World and internet is full of textual information. We search for information using textual queries, we read websites, books, e-mails. All those are strings from the point of view of computer science. To make sense of all that information and make search efficient, search engines use many string algorithms. Moreover, the emerging field of personalized medicine uses many search algorithms to find disease-causing mutations in the human genome.
How would you search for a longest repeat in a string in LINEAR time? In 1973, Peter Weiner came up with a surprising solution that was based on suffix trees, the key data structure in pattern matching. Computer scientists were so impressed with his algorithm that they called it the Algorithm of the Year. In this lesson, we will explore some key ideas for pattern matching that will - through a series of trials and errors - bring us to suffix trees.
Burrows-Wheeler Transform and Suffix Arrays
Although EXACT pattern matching with suffix trees is fast, it is not clear how to use suffix trees for APPROXIMATE pattern matching. In 1994, Michael Burrows and David Wheeler invented an ingenious algorithm for text compression that is now known as Burrows-Wheeler Transform. They knew nothing about genomics, and they could not have imagined that 15 years later their algorithm will become the workhorse of biologists searching for genomic mutations. But what text compression has to do with pattern matching??? In this lesson you will learn that the fate of an algorithm is often hard to predict – its applications may appear in a field that has nothing to do with the original plan of its inventors.

# PROBLEM REQUIREMENTS:
Continue the overview of string algorithms from where it stops. The material that comes next plays no part in this.

# DATA:
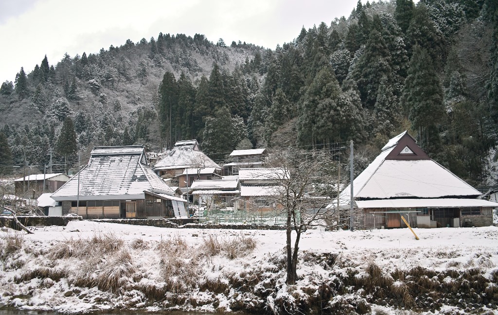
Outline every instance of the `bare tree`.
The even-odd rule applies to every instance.
[[[337,163],[328,150],[305,151],[295,148],[270,154],[266,181],[272,183],[269,201],[286,217],[287,278],[294,284],[301,233],[313,226],[330,226],[334,208],[326,206],[337,194]],[[262,171],[261,174],[263,174]],[[295,233],[293,246],[293,232]]]

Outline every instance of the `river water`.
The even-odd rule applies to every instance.
[[[92,314],[92,313],[90,313]],[[114,312],[98,312],[95,314],[98,315],[213,315],[213,313],[193,313],[191,312],[147,312],[143,311],[123,311],[118,310]],[[243,313],[237,313],[238,315],[244,315]],[[0,315],[60,315],[60,313],[54,312],[38,311],[19,311],[18,310],[0,308]]]

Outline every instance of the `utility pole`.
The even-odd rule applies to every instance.
[[[81,153],[78,151],[78,194],[76,197],[76,214],[80,215],[80,161]]]
[[[354,230],[354,228],[353,227],[353,207],[354,207],[353,205],[353,200],[354,199],[354,197],[353,195],[353,181],[354,179],[353,179],[353,140],[351,140],[351,161],[350,161],[350,163],[351,164],[351,167],[350,168],[351,169],[351,185],[350,185],[351,187],[351,200],[350,201],[350,204],[351,204],[351,209],[350,210],[350,220],[349,220],[349,229],[351,231],[353,231]]]

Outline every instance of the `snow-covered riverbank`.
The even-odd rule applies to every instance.
[[[1,232],[0,303],[116,309],[498,314],[498,228],[325,231],[301,241],[285,279],[285,231],[90,221]],[[406,313],[409,313],[407,311]]]

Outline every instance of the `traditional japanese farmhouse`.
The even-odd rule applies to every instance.
[[[154,170],[162,178],[175,179],[172,181],[172,186],[183,187],[185,186],[181,185],[178,176],[185,169],[209,168],[215,168],[217,172],[221,170],[219,165],[202,153],[197,140],[189,140],[177,141],[167,155],[154,166]]]
[[[194,203],[203,205],[223,203],[227,207],[234,206],[234,198],[238,196],[238,180],[195,180],[189,189]]]
[[[262,167],[266,156],[266,149],[234,150],[230,155],[232,162],[223,165],[222,174],[224,176],[237,175],[241,168]]]
[[[84,218],[187,216],[186,201],[147,165],[141,146],[96,147],[88,164],[51,196]]]
[[[431,160],[406,131],[391,139],[353,181],[355,224],[359,228],[483,226],[493,224],[498,204]],[[350,208],[351,188],[328,208]],[[346,212],[349,215],[349,210]]]
[[[271,211],[278,205],[272,202],[272,196],[279,193],[282,180],[289,178],[284,168],[243,168],[239,173],[240,197],[236,200],[239,210]]]
[[[34,191],[34,198],[37,198],[43,193],[53,193],[69,180],[69,177],[63,173],[37,174],[18,178],[14,181],[15,195],[25,194],[30,198]]]

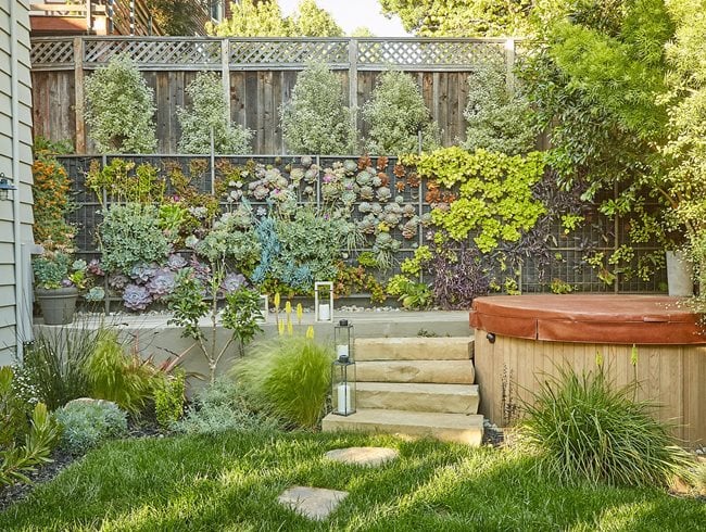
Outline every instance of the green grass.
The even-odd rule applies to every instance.
[[[377,469],[324,453],[387,445]],[[705,530],[706,504],[653,489],[560,486],[531,458],[392,436],[227,433],[112,442],[3,514],[0,530],[670,531]],[[345,490],[328,521],[277,504],[294,485]],[[699,529],[701,527],[701,529]]]

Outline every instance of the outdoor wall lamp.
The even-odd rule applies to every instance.
[[[12,178],[5,177],[5,175],[0,172],[0,200],[7,200],[11,190],[17,190],[17,187],[13,187],[9,181],[12,181]]]

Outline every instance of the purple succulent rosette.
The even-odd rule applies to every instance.
[[[89,274],[92,274],[94,276],[104,276],[105,271],[101,268],[101,263],[98,258],[91,259],[90,263],[88,263],[88,266],[86,266],[86,271]]]
[[[173,254],[166,261],[166,265],[171,270],[181,269],[187,265],[187,259],[181,255]]]
[[[123,292],[123,304],[130,311],[144,311],[152,303],[152,295],[147,287],[128,284]]]
[[[168,268],[160,268],[148,281],[147,289],[154,299],[164,297],[172,293],[176,281],[176,274]]]
[[[129,277],[123,274],[111,274],[108,278],[108,286],[113,290],[123,290],[129,282]]]
[[[156,264],[136,264],[130,270],[130,277],[137,282],[147,282],[154,276],[157,269],[159,266]]]
[[[236,290],[238,290],[240,287],[244,286],[245,282],[247,282],[245,276],[243,276],[242,274],[228,274],[223,280],[220,288],[226,293],[232,293]]]

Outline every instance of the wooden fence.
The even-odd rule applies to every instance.
[[[381,72],[414,76],[444,145],[465,138],[467,78],[478,64],[502,62],[512,85],[514,39],[416,38],[38,38],[31,41],[35,135],[74,139],[77,153],[92,152],[84,124],[84,80],[118,53],[128,54],[154,89],[157,151],[175,153],[178,106],[201,71],[222,73],[234,122],[254,131],[253,153],[282,154],[279,107],[289,101],[307,62],[326,63],[340,78],[346,104],[360,109]],[[368,127],[356,116],[360,138]]]

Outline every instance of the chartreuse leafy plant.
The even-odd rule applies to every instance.
[[[190,110],[177,110],[181,126],[180,153],[211,153],[212,132],[215,153],[238,155],[251,152],[252,132],[230,122],[223,84],[216,74],[200,72],[186,92],[192,105]]]
[[[526,157],[486,150],[475,153],[453,147],[430,154],[404,157],[419,176],[446,188],[457,187],[458,197],[449,208],[434,208],[433,223],[455,241],[469,236],[483,253],[501,241],[517,242],[546,212],[532,194],[532,186],[544,175],[544,156]]]
[[[86,79],[86,123],[99,153],[150,153],[156,147],[153,91],[126,54]]]
[[[28,408],[17,397],[13,380],[12,369],[0,367],[0,486],[29,482],[27,473],[51,461],[58,435],[47,406],[37,403]]]

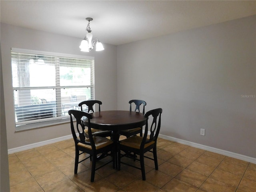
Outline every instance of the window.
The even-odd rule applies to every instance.
[[[69,120],[94,98],[93,58],[14,48],[11,57],[16,130]]]

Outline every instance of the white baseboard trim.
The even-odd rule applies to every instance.
[[[225,151],[225,150],[217,149],[216,148],[209,147],[209,146],[201,145],[201,144],[198,144],[198,143],[190,142],[190,141],[186,141],[185,140],[183,140],[182,139],[178,139],[177,138],[170,137],[169,136],[161,135],[160,134],[159,134],[158,137],[159,138],[162,138],[163,139],[166,139],[166,140],[169,140],[169,141],[174,141],[175,142],[177,142],[177,143],[187,145],[189,146],[191,146],[192,147],[199,148],[200,149],[206,150],[207,151],[218,153],[219,154],[225,155],[229,157],[236,158],[240,160],[243,160],[248,162],[250,162],[251,163],[256,164],[256,158],[254,158],[252,157],[249,157],[248,156],[246,156],[245,155],[241,155],[240,154],[233,153],[233,152]]]
[[[27,150],[28,149],[32,149],[35,147],[40,147],[44,145],[51,144],[52,143],[55,143],[59,141],[63,141],[67,139],[73,138],[72,135],[67,135],[63,137],[58,137],[55,139],[50,139],[46,141],[44,141],[38,143],[32,143],[29,145],[24,145],[21,147],[16,147],[8,150],[8,154],[11,154],[12,153],[19,152],[20,151]]]
[[[206,145],[201,145],[201,144],[198,144],[198,143],[194,143],[190,141],[186,141],[185,140],[183,140],[182,139],[178,139],[172,137],[170,137],[170,136],[166,136],[161,134],[159,134],[158,137],[159,138],[162,138],[167,140],[169,140],[169,141],[174,141],[177,142],[177,143],[181,143],[182,144],[187,145],[192,147],[206,150],[207,151],[211,151],[219,154],[221,154],[222,155],[233,157],[240,160],[243,160],[248,162],[256,164],[256,158],[253,158],[248,156],[246,156],[245,155],[238,154],[237,153],[233,153],[233,152],[225,151],[222,149],[217,149],[216,148],[209,147]],[[32,149],[35,147],[40,147],[44,145],[66,140],[71,138],[73,138],[72,135],[67,135],[63,137],[58,137],[55,139],[50,139],[50,140],[38,142],[38,143],[33,143],[29,145],[22,146],[21,147],[13,148],[12,149],[8,150],[8,154],[11,154],[12,153],[19,152],[20,151]]]

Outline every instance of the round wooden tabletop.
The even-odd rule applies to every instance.
[[[142,127],[146,120],[142,113],[134,111],[103,111],[91,114],[91,128],[103,130],[118,131]],[[85,117],[82,118],[86,125],[88,120]]]

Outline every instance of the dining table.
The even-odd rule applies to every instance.
[[[90,120],[91,128],[112,131],[111,139],[115,146],[113,160],[116,168],[118,168],[119,131],[142,127],[146,124],[146,118],[143,113],[130,111],[102,111],[90,114],[92,116]],[[84,124],[87,126],[88,119],[84,116],[82,120]]]

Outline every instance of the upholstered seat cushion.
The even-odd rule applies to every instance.
[[[132,136],[132,137],[128,138],[127,139],[121,141],[120,144],[135,149],[140,149],[140,144],[143,138],[143,137],[140,137],[136,135]],[[147,139],[147,140],[148,140]],[[155,142],[152,141],[148,143],[145,144],[144,148],[146,148],[154,143],[155,143]]]
[[[99,136],[93,137],[93,140],[95,143],[96,150],[100,149],[100,148],[102,148],[102,147],[113,143],[113,141],[110,139],[107,139],[105,137],[100,137]],[[85,141],[90,142],[90,140],[89,138],[86,139]],[[90,145],[86,145],[85,144],[81,143],[78,143],[77,145],[90,150],[92,149],[92,146]]]
[[[141,129],[141,128],[138,127],[137,128],[134,128],[134,129],[127,129],[126,130],[123,130],[120,131],[121,132],[128,132],[132,133],[132,132],[135,132],[135,131],[140,130]]]
[[[111,131],[107,131],[106,130],[101,130],[100,129],[91,129],[92,134],[94,136],[96,136],[97,135],[102,135],[103,134],[107,134],[108,133],[110,135],[111,134]],[[89,138],[89,134],[88,134],[88,130],[86,129],[84,130],[84,136],[87,138]]]

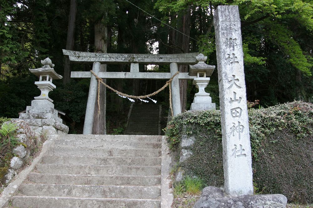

# RESPONSE:
Congratulations, you have now learned the key pattern matching concepts: tries, suffix trees, suffix arrays and even the Burrows-Wheeler transform! However, some of the results Pavel mentioned remain mysterious: e.g., how can we perform exact pattern matching in O(|Text|) time rather than in O(|Text|*|Pattern|) time as in the naïve brute force algorithm? How can it be that matching a 1000-nucleotide pattern against the human genome is nearly as fast as matching a 3-nucleotide pattern??? Also, even though Pavel showed how to quickly construct the suffix array given the suffix tree, he has not revealed the magic behind the fast algorithms for the suffix tree construction!In this module, Miсhael will address some algorithmic challenges that Pavel tried to hide from you :) such as the Knuth-Morris-Pratt algorithm for exact pattern matching and more efficient algorithms for suffix tree and suffix array construction.
Constructing Suffix Arrays and Suffix Trees
In this module we continue studying algorithmic challenges of the string algorithms. You will learn an O(n log n) algorithm for suffix array construction and a linear time algorithm for construction of suffix tree from a suffix array. You will also implement these algorithms and the Knuth-Morris-Pratt algorithm in the last Programming Assignment in this course.